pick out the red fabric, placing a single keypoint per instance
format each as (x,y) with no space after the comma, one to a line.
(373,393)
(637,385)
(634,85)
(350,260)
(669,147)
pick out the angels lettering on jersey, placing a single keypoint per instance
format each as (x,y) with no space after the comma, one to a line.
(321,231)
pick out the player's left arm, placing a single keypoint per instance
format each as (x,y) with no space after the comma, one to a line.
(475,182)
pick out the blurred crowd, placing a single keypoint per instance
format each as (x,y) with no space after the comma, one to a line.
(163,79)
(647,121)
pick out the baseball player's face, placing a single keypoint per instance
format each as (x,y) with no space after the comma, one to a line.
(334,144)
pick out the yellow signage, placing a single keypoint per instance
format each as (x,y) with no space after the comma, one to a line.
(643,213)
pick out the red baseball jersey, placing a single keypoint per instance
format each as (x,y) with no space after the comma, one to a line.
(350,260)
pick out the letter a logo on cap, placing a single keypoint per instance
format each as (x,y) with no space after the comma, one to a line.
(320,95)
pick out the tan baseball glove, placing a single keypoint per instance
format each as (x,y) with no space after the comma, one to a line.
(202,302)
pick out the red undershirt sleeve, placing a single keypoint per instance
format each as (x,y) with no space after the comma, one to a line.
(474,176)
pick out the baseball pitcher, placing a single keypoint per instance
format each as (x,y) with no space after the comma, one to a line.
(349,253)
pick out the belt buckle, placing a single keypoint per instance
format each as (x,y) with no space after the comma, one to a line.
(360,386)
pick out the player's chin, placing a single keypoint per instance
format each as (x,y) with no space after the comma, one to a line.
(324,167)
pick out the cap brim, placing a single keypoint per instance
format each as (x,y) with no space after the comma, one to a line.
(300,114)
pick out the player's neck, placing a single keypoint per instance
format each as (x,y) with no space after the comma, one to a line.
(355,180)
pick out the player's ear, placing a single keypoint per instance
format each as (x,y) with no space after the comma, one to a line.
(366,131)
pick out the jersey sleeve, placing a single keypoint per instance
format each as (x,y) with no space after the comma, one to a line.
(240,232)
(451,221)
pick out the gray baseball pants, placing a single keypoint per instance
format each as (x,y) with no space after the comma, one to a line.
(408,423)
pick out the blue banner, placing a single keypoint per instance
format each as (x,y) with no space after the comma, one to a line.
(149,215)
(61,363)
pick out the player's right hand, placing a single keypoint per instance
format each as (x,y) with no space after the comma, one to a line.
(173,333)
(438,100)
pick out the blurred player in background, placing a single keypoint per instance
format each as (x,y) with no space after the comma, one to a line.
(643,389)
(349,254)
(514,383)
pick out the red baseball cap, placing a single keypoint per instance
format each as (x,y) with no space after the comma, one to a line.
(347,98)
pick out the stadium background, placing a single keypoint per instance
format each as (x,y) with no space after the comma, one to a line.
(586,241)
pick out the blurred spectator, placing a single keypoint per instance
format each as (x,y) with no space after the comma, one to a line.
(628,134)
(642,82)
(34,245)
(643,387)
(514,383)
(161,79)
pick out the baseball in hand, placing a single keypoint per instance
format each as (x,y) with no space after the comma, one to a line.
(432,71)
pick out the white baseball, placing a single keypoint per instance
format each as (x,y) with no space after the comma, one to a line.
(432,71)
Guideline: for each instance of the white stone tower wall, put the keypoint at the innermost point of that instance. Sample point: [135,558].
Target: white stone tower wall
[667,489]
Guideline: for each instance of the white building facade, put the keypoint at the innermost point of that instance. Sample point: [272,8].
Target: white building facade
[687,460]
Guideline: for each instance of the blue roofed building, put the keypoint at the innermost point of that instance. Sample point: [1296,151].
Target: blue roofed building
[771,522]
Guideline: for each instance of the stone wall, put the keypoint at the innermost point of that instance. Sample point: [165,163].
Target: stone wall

┄┄┄┄┄┄┄┄┄┄┄┄┄┄┄┄┄┄┄┄

* _ASSIGNMENT_:
Gather each line in the entries above where the string "baseball" is found.

* _EXERCISE RESULT_:
pick out the baseball player's face, placing a single keypoint per instance
pick out the red baseball jersey, placing a single keypoint per instance
pick out the tan baseball glove, placing a single keypoint per instance
pick out the baseball pitcher, placing a single keypoint per instance
pick out the gray baseball pants, placing a single keypoint per instance
pick out the red baseball cap, placing a single keypoint per instance
pick out the baseball in hand, placing a single keypoint per instance
pick out the white baseball, placing a single keypoint per instance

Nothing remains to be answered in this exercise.